— What is needed —
Format the items below as a numbered list, starting at the line that contains "Question. The photograph above contains instances of the light" and ending at the last line of the items. Leave out any blank lines.

== Material

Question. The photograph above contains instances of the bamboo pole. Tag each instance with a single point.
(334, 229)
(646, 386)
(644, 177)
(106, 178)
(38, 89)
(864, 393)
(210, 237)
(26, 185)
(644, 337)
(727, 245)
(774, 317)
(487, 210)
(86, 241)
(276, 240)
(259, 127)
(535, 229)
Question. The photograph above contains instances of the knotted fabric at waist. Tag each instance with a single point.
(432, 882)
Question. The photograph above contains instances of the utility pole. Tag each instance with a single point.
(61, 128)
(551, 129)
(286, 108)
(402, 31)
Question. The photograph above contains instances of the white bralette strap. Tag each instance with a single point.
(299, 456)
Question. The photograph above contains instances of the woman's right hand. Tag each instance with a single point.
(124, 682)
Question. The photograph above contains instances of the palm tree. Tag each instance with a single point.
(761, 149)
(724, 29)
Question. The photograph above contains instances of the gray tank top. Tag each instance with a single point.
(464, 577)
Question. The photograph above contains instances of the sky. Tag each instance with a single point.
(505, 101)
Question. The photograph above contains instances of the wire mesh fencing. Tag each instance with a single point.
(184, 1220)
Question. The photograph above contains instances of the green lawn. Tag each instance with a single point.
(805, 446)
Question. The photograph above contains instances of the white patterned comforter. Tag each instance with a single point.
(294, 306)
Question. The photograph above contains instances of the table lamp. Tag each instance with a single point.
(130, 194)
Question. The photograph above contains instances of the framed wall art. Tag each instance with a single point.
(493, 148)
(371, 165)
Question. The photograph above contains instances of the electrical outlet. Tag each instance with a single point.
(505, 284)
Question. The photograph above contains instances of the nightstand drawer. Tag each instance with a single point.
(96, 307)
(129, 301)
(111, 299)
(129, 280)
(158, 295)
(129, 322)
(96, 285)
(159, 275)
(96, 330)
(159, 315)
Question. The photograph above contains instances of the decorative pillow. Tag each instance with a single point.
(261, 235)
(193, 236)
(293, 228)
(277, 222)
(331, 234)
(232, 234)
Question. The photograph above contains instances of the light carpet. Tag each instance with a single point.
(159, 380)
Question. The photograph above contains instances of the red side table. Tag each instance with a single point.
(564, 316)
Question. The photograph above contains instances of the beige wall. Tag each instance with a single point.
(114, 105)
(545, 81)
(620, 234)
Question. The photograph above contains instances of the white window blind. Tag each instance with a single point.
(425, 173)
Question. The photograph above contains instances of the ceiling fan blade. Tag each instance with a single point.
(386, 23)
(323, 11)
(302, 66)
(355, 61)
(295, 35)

====

— Exercise result —
1. Question. The photograph above contains instances of the light carpet. Tag each instance with a single point.
2. (159, 380)
3. Question. The photograph above contains instances of the red side table. Tag each instance with a single point.
4. (564, 316)
5. Question. The photograph above contains instances of the beige wall. Tag each instance with a single point.
6. (114, 105)
7. (545, 81)
8. (620, 234)
9. Question. The photograph above contains instances of the white window blind. Tag each instance with a single point.
10. (425, 173)
11. Question. The photograph above contains instances of the ceiling fan blade. Tag each instance with a single point.
12. (386, 23)
13. (323, 11)
14. (302, 66)
15. (355, 61)
16. (295, 35)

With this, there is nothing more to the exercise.